>> Start

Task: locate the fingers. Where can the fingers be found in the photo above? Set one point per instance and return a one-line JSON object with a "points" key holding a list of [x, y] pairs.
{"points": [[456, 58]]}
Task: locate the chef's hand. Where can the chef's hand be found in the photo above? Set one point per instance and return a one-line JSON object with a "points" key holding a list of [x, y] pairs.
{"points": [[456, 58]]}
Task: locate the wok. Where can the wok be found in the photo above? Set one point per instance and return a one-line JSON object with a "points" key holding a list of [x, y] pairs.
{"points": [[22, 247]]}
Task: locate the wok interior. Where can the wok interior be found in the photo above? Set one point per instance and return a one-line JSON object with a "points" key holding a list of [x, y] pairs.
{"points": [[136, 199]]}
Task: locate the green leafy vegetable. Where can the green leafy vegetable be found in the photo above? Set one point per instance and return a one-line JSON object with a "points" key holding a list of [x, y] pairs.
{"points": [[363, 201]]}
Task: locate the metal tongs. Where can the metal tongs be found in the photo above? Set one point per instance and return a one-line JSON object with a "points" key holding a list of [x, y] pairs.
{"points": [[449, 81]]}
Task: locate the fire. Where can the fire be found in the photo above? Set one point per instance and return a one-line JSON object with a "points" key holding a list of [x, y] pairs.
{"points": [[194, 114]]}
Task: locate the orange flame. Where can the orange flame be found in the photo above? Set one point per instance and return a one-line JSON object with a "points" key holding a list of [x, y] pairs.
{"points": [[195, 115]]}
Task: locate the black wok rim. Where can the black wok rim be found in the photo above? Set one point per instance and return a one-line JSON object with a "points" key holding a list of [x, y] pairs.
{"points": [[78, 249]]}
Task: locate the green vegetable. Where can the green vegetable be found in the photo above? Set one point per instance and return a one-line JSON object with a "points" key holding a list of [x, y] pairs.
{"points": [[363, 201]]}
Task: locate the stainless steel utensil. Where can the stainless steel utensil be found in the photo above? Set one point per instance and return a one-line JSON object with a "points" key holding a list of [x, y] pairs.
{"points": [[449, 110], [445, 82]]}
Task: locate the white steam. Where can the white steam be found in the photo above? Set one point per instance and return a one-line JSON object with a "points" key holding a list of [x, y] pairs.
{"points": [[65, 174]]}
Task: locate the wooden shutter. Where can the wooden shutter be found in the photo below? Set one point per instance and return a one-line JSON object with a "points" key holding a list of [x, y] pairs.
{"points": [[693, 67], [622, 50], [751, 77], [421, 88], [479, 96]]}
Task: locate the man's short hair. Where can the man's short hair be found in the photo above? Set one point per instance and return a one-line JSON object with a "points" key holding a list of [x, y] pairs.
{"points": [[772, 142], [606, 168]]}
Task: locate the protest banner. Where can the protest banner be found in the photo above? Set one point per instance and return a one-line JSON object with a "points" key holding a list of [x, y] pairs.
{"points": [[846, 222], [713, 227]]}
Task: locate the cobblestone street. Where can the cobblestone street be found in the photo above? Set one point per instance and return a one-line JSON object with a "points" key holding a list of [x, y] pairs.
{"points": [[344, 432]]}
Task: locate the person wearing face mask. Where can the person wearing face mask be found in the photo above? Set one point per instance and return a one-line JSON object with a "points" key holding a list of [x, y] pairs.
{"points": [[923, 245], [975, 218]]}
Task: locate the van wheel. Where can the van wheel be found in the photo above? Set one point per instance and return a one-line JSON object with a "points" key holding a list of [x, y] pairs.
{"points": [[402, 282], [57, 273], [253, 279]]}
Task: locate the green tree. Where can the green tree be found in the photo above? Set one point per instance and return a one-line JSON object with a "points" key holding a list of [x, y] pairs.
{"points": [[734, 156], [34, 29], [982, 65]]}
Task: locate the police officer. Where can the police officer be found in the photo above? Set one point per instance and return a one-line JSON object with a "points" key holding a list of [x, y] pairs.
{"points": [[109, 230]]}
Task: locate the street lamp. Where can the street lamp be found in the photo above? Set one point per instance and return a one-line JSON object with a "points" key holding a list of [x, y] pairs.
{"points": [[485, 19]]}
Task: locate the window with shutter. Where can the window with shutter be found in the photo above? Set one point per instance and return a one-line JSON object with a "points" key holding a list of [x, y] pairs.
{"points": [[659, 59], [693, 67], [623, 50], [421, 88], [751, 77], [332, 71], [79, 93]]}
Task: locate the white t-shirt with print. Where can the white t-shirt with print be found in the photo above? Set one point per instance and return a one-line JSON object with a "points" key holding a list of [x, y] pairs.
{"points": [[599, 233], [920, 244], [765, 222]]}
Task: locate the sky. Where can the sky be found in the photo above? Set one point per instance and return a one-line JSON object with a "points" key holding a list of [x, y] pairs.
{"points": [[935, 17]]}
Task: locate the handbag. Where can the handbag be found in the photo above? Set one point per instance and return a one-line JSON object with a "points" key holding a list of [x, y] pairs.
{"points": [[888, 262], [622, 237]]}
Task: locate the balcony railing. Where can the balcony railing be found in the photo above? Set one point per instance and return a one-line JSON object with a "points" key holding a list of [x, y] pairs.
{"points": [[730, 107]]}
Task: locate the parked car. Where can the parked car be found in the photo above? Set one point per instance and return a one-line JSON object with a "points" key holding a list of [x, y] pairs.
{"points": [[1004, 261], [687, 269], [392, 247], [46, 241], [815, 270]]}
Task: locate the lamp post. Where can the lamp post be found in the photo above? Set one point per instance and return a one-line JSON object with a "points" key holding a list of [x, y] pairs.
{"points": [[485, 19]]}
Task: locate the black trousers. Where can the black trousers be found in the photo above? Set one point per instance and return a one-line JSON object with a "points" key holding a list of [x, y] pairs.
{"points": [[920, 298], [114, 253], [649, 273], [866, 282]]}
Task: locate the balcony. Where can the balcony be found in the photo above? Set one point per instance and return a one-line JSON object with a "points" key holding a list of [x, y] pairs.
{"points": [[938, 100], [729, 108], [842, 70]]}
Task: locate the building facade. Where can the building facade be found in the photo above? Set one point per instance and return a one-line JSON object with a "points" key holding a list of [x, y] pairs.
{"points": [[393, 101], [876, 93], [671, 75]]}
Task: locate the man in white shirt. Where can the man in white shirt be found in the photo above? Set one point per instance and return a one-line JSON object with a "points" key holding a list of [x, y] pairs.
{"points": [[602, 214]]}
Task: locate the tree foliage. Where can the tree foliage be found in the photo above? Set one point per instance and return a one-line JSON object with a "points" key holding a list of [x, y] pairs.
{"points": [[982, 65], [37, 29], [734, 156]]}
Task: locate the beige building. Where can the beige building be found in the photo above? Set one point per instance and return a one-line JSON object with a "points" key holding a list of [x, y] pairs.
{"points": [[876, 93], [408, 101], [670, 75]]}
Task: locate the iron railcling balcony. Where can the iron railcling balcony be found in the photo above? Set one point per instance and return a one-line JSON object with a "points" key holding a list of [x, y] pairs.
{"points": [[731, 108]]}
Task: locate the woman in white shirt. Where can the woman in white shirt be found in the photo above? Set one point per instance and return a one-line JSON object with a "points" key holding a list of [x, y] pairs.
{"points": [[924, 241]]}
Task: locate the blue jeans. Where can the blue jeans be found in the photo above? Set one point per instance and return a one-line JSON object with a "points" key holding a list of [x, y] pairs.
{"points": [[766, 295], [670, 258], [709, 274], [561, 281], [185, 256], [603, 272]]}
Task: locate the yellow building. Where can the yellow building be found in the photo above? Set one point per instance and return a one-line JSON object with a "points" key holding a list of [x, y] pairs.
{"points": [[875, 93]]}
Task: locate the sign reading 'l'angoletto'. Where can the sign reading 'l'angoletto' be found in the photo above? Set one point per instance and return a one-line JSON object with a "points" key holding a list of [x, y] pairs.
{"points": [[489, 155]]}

>> End

### Exercise goal:
The line containing "Task: locate the blue" marks the start; retype it and each line after it through the end of the records above, exactly.

### Exercise output:
Task: locate the blue jeans. Where can the blue jeans be found in the photo above? Set one point per instance and return a one-line JSON object with a "points" key holding a list of [x, y] pairs.
{"points": [[766, 295], [670, 258], [709, 274], [561, 281], [185, 256], [603, 272]]}
Task: locate the yellow building. Where can the yellow building be found in the photo above? Set one point per instance and return a one-line JSON object with a "points" key holding a list of [x, y] pairs.
{"points": [[875, 93]]}
Task: locate the sign reading 'l'angoletto'. Where can the sign reading 'l'angoletto' be found in the photo above? Set one point per instance and return a one-line JSON object with a "points" key holding a list of [x, y] pairs.
{"points": [[489, 155]]}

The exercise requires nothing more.